Record set —

■ ■ ■ ■

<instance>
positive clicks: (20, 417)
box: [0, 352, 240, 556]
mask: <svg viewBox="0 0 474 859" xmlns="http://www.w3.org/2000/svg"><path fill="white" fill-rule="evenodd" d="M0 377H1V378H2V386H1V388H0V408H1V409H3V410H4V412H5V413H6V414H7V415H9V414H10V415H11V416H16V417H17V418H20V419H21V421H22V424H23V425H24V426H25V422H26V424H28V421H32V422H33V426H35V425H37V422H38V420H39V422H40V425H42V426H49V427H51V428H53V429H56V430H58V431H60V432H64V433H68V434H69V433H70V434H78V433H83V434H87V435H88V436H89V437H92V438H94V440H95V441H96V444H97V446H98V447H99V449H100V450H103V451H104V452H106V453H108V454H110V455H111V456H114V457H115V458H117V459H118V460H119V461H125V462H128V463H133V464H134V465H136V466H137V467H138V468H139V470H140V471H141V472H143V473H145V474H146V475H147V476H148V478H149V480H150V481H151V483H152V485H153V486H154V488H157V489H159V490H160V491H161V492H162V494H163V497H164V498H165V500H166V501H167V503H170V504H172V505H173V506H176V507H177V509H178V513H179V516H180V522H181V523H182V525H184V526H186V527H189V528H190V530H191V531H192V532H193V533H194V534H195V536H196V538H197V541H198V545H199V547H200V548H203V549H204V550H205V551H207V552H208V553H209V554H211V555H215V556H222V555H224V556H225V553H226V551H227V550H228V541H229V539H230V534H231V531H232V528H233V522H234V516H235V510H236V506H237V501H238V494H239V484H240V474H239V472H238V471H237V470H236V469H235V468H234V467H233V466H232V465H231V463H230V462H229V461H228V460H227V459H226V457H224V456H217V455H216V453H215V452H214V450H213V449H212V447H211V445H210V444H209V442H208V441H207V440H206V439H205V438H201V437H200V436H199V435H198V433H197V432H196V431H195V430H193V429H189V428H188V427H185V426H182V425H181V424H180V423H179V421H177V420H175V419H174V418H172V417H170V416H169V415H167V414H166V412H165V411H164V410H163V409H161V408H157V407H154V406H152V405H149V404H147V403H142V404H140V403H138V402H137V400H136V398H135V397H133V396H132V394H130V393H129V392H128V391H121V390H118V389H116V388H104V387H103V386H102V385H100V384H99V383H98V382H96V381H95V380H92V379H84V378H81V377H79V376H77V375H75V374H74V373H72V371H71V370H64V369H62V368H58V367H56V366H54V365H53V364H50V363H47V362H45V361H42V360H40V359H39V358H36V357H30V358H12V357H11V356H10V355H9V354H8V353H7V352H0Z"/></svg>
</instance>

■ ■ ■ ■

Task to carry out —
Each record above should be restated word for word.

Response box —
<instance>
positive clicks: (20, 417)
box: [0, 352, 240, 556]
mask: <svg viewBox="0 0 474 859" xmlns="http://www.w3.org/2000/svg"><path fill="white" fill-rule="evenodd" d="M0 377H1V378H2V386H1V388H0V408H1V409H3V410H4V412H5V413H6V414H7V415H9V414H10V415H11V416H16V417H17V418H20V419H21V421H22V424H23V425H24V426H25V422H26V424H28V421H32V422H33V426H35V425H37V422H38V420H39V422H40V425H42V426H49V427H51V428H53V429H56V430H58V431H60V432H64V433H68V434H69V433H70V434H78V433H83V434H87V435H88V436H89V437H92V438H94V440H95V441H96V444H97V446H98V447H99V449H100V450H103V451H104V452H106V453H108V454H110V455H111V456H114V457H115V458H117V459H118V460H119V461H125V462H128V463H133V464H134V465H136V466H137V467H138V468H139V470H140V471H141V472H143V473H145V474H146V475H147V476H148V478H149V480H150V481H151V483H152V485H153V486H154V488H157V489H159V490H160V491H161V492H162V494H163V497H164V498H165V500H166V501H167V503H170V504H172V505H173V506H176V507H177V509H178V513H179V516H180V522H181V523H182V525H184V526H186V527H189V528H190V530H191V531H192V532H193V533H194V534H195V536H196V538H197V541H198V545H199V547H200V548H203V549H204V550H205V551H207V552H208V553H209V554H211V555H215V556H222V555H224V556H225V553H226V551H227V550H228V541H229V539H230V534H231V531H232V528H233V522H234V516H235V510H236V506H237V501H238V494H239V484H240V474H239V472H238V471H237V470H236V469H235V468H234V467H233V466H232V465H231V463H230V462H229V461H228V460H227V459H226V457H224V456H217V455H216V453H215V452H214V450H213V449H212V447H211V445H210V444H209V442H208V441H207V440H206V439H205V438H201V437H200V436H199V435H198V433H197V432H196V431H195V430H193V429H189V428H188V427H185V426H182V425H181V424H180V423H179V421H177V420H175V419H174V418H172V417H170V416H169V415H167V414H166V412H165V411H164V410H163V409H161V408H157V407H154V406H152V405H149V404H147V403H142V404H140V403H138V402H137V400H136V398H135V397H133V396H132V394H130V393H129V392H128V391H121V390H118V389H116V388H104V387H103V386H102V385H100V384H99V383H98V382H96V381H95V380H92V379H84V378H81V377H79V376H77V375H75V374H74V373H72V371H71V370H64V369H62V368H58V367H56V366H54V365H53V364H50V363H47V362H45V361H42V360H40V359H39V358H36V357H30V358H12V357H11V356H10V355H9V354H8V353H7V352H0Z"/></svg>
</instance>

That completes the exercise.